* _Work request_:
Nothing but the pictures should be dropped; repeat the rest of the data below exactly.

★ ★ ★ ★ ★

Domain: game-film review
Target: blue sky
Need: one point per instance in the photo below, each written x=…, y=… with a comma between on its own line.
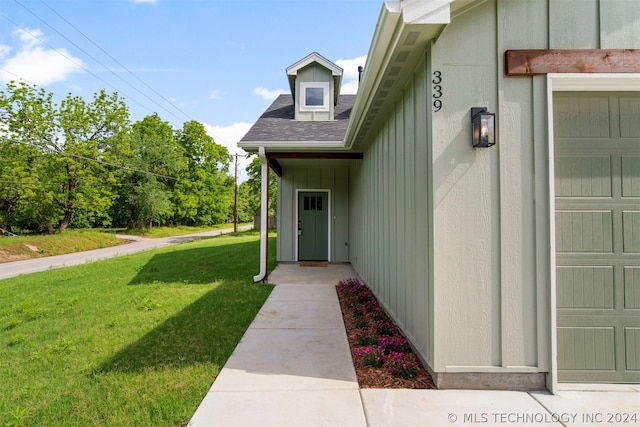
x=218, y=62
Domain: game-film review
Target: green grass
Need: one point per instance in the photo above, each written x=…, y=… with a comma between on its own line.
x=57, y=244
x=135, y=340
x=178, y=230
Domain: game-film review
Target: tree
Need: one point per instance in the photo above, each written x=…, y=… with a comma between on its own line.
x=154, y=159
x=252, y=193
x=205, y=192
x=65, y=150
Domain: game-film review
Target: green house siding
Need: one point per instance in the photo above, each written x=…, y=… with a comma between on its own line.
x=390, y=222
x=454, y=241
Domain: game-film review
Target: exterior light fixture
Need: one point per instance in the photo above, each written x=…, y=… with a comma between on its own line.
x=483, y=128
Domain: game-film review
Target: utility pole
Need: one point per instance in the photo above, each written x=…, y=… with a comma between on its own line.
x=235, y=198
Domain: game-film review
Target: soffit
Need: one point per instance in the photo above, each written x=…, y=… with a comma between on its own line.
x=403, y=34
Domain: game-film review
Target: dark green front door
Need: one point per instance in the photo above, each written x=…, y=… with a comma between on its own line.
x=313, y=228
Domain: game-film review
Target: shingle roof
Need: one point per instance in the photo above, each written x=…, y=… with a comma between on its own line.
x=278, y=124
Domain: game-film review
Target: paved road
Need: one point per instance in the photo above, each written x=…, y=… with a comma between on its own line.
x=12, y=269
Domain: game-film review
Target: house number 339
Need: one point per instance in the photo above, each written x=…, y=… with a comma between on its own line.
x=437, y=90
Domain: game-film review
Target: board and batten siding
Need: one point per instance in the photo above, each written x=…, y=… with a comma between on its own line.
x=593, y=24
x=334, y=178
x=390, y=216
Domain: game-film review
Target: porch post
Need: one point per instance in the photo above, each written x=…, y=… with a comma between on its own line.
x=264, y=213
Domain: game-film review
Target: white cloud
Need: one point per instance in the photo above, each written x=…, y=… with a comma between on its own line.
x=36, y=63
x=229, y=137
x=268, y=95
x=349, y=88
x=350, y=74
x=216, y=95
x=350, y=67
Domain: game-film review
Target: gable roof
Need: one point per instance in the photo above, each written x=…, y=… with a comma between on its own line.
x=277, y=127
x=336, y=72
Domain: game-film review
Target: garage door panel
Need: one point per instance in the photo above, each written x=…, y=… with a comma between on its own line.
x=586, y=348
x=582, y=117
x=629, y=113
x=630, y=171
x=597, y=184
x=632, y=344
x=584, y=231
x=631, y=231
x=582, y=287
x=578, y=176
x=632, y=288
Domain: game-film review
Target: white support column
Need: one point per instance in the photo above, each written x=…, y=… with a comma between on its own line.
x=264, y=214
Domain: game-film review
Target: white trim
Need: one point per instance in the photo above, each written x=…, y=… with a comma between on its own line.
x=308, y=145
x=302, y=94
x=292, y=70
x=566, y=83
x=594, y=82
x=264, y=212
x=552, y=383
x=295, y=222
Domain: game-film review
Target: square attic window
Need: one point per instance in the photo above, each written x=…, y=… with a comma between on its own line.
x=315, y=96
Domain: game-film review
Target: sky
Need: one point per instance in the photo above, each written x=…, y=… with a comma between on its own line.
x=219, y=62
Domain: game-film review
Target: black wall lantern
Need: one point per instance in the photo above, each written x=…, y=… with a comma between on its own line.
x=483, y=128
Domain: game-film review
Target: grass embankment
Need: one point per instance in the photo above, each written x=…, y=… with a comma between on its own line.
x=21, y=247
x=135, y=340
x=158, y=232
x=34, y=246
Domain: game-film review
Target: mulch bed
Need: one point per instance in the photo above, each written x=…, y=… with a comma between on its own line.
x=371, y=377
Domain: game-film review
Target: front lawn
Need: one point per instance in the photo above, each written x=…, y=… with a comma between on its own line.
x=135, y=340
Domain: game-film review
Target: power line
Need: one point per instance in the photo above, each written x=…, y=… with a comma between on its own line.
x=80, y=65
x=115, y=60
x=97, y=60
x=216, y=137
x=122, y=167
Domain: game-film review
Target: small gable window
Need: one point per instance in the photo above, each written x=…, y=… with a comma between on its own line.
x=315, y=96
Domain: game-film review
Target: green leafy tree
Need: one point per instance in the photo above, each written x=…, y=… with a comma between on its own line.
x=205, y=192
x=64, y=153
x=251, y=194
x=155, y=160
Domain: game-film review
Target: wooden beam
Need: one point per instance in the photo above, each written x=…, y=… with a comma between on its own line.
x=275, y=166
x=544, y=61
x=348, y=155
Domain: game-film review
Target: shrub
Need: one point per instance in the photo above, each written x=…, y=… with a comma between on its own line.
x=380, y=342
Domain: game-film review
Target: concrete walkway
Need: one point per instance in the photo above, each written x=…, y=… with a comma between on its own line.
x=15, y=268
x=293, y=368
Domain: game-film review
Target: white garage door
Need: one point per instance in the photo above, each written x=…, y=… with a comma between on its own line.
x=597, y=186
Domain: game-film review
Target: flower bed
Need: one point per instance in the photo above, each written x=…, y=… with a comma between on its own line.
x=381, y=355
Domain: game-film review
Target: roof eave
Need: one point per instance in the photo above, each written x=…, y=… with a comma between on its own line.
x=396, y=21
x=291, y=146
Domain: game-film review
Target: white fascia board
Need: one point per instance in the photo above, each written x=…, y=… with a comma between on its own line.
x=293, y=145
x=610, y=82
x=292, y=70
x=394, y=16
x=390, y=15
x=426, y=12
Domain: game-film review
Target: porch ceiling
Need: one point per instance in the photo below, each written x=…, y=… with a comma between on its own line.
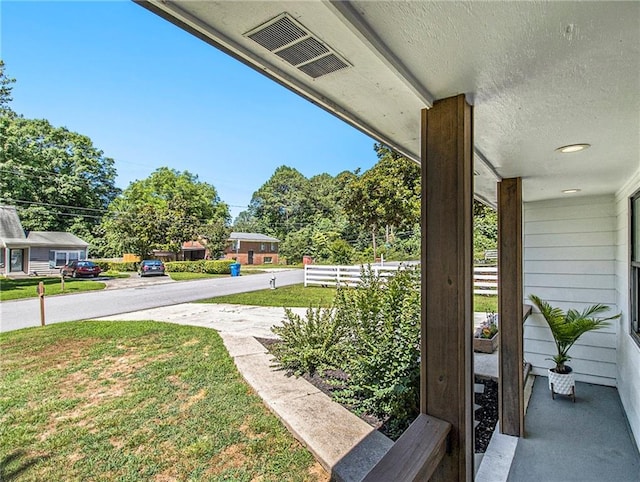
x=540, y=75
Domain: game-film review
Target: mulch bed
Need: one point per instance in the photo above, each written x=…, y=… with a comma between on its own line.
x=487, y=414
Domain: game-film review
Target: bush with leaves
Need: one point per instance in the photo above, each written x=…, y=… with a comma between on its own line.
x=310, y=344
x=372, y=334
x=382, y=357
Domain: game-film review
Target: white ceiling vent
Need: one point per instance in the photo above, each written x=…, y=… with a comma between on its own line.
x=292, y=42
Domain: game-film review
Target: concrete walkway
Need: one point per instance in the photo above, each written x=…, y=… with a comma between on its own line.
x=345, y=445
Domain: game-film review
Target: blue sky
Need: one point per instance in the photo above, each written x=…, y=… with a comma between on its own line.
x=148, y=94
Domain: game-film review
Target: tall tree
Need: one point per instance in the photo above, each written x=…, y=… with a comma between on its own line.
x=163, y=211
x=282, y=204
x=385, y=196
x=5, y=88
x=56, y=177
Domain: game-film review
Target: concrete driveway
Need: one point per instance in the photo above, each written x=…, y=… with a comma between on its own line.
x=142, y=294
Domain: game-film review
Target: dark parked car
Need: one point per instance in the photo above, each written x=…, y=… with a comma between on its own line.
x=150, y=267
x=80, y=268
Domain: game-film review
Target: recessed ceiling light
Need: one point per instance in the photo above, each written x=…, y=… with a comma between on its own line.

★ ★ ★ ★ ★

* _Solution for this problem_:
Domain: game-film review
Target: blue sky
Need: one point per instance in the photo below, each written x=…, y=… with a comma between on its own line.
x=218, y=62
Domain: game-film review
Target: green grass
Need: one point per instance in the photo above, each written x=…, y=… with a comma between on its own line.
x=57, y=244
x=135, y=340
x=178, y=230
Domain: game-film review
Target: tree
Need: one point per instance in the photo above, each written x=…, y=… with a comma between on its own line.
x=154, y=159
x=252, y=193
x=205, y=192
x=65, y=150
Domain: game-film review
Target: green house siding
Need: one point per instance in the photo above, each written x=…, y=… with a comma between on its own line.
x=390, y=222
x=454, y=241
Domain: game-film review
Target: exterior light fixture
Need: one point per instance in the photo above, each written x=…, y=… with a comma between on its own line.
x=483, y=128
Domain: game-film review
Target: utility pole
Need: one point per instance in the photo above, each written x=…, y=… with a comma between on its own line.
x=235, y=198
Domain: game-film review
Target: soffit
Need: one point per instance in the photo above, each written x=…, y=… with a comma between on its own line.
x=403, y=34
Domain: game-film review
Target: dark green front door
Need: one point per instance in the photo above, each written x=…, y=… with a comma between on its own line.
x=313, y=228
Domain: game-film review
Target: shingle roof
Need: one point per instance in the photo above, each written x=…, y=… with a comma between on its own line.
x=278, y=124
Domain: game-film review
Target: paved road
Need: one point per instance in the photo above, each written x=…, y=… with a comma between on its own line.
x=12, y=269
Domain: game-film review
Target: house number 339
Need: one point per instance in the photo above, each written x=…, y=… with a comma between on its own line.
x=437, y=90
Domain: game-film review
Target: board and batten siding
Need: one point per instance in the photo above, each written x=…, y=… with a comma between on its own line.
x=593, y=24
x=334, y=178
x=390, y=216
Domain: game-film review
Target: porch post
Need: one point per instance in the photo above, each written x=…, y=… with a comma between on its own line.
x=264, y=213
Domain: game-film review
Target: white cloud
Need: one point per instance in the photo above, each written x=…, y=… with a comma between on its own line.
x=36, y=63
x=229, y=137
x=268, y=95
x=349, y=88
x=350, y=74
x=216, y=95
x=350, y=67
Domain: game-film review
Target: gable roof
Need: one point per instance in the photo above, each written x=…, y=… with a comma between on its own line.
x=277, y=127
x=336, y=72
Domain: game-film review
Target: garage door panel
Need: one point per instance in the photo above, each written x=…, y=… with a comma between on its own line.
x=586, y=348
x=582, y=117
x=629, y=113
x=630, y=171
x=597, y=184
x=632, y=344
x=584, y=231
x=631, y=231
x=582, y=287
x=578, y=176
x=632, y=288
Domain: game-film review
Target: white support column
Need: one point per instance in the photo above, each written x=…, y=… with a comma between on its own line.
x=264, y=214
Domain: game-film review
Target: white trim
Need: one point per instance in the photo above, each written x=…, y=… with a comma between on its own line.
x=308, y=145
x=302, y=94
x=292, y=70
x=566, y=83
x=594, y=82
x=264, y=212
x=552, y=383
x=295, y=222
Domain: game-film review
Target: square attic window
Need: one point per instance in the photo above, each written x=…, y=… with a comma between on its own line.
x=315, y=96
Domain: game-film review
Target: sky
Need: one point per instance in the photo above, each written x=…, y=… with a comma between on its own line.
x=219, y=62
Domain: game-film review
Target: black wall lantern
Need: one point per instance in the photo above, each written x=…, y=… with a comma between on its own line.
x=483, y=128
Domain: game-film review
Target: grass embankment
Need: one point per instance in the photo above, each written x=…, y=… with a comma between on its own line.
x=21, y=247
x=135, y=340
x=158, y=232
x=34, y=246
Domain: game-film review
Target: mulch bed
Need: one point per instance in the photo above, each written x=…, y=… with a comma between on its own line.
x=371, y=377
Domain: game-film review
Target: front lawn
Need: one point per instance in the photo above, each written x=…, y=… with a comma between on its own line.
x=135, y=340
Domain: game-film review
Target: power line
Need: one point per instance in the photo above, each written x=…, y=… with a comma between on its own line.
x=80, y=65
x=115, y=60
x=97, y=60
x=216, y=137
x=122, y=167
Domain: game-film review
Target: small gable window
Need: one point per instance in the photo above, each written x=…, y=… with a comma between on its own line.
x=315, y=96
Domain: game-film review
Target: green leafy tree
Need: one point per instance in the photo above, each written x=…, y=… with a comma between on its own line.
x=205, y=192
x=64, y=153
x=251, y=194
x=155, y=160
Domain: game-film review
Target: wooden beam
Need: one point per instance in the photo above, each written x=…, y=… with a comma between on its own line.
x=275, y=166
x=544, y=61
x=348, y=155
Domain: game-film review
Target: shrub
Need: one point per instance in the photo above, each written x=…, y=… with a comma between on its own line.
x=380, y=342
Domain: game-film review
Target: concrete walkway
Need: one point per instance in the photo above, each written x=…, y=… with a comma between on its own line.
x=15, y=268
x=293, y=368
Domain: game-film review
Target: white garage door
Need: one point per instance in the photo above, each written x=…, y=… with a comma between on its own line.
x=597, y=186
Domain: game-film review
Target: flower bed
Need: one point per instance in the photo above, each written x=…, y=… with a comma between on its own line.
x=381, y=355
Domain: game-film review
Target: roof eave
Need: one point per instance in the photo above, each written x=…, y=… with a comma between on its own line.
x=396, y=21
x=291, y=146
Domain: game-film review
Target: white fascia board
Need: one point per instance in the photo above, each written x=…, y=… with a comma between on its own line.
x=293, y=145
x=610, y=82
x=292, y=70
x=394, y=16
x=390, y=15
x=426, y=12
Domain: game-film review
Target: porch ceiling
Need: one point per instance in the photo below, each written x=…, y=… with a comma between on its own line.
x=540, y=75
Domain: game-film review
Target: mulch bed
Need: one point per instance in the photo above, each written x=…, y=… with a comma between on its own line.
x=487, y=414
Domain: game-film review
Target: bush with leaves
Need: one point per instance in the photo above, each written x=…, y=… with a comma between on its own line.
x=310, y=344
x=372, y=334
x=382, y=357
Domain: game-film review
Target: white ceiling vent
Need: one point per instance in the photo above, each written x=…, y=… with a comma between on its own line.
x=292, y=42
Domain: game-film review
Target: concrete walkway
Need: one point per instance in the photo above, each written x=…, y=… with a comma between on its own line.
x=345, y=445
Domain: game-film review
Target: blue sky
Need: one point per instance in the photo above, each written x=…, y=… with a comma between on its own line.
x=148, y=94
Domain: game-film review
Target: tall tree
Need: one point per instance in the photo above, each written x=…, y=… with a comma between on its own line.
x=163, y=211
x=282, y=204
x=385, y=196
x=5, y=88
x=56, y=177
Domain: game-film review
Target: concrete driveway
Need: one point per instance in the photo above, each written x=…, y=… with a comma between on its own line.
x=142, y=294
Domain: game-film review
Target: dark parked car
Need: one point per instance in the photo above, each written x=…, y=… with a comma between on its own line.
x=150, y=267
x=80, y=268
Domain: game-film review
Target: recessed ceiling light
Need: one point per instance in the photo above, each written x=…, y=… with a comma between on its own line.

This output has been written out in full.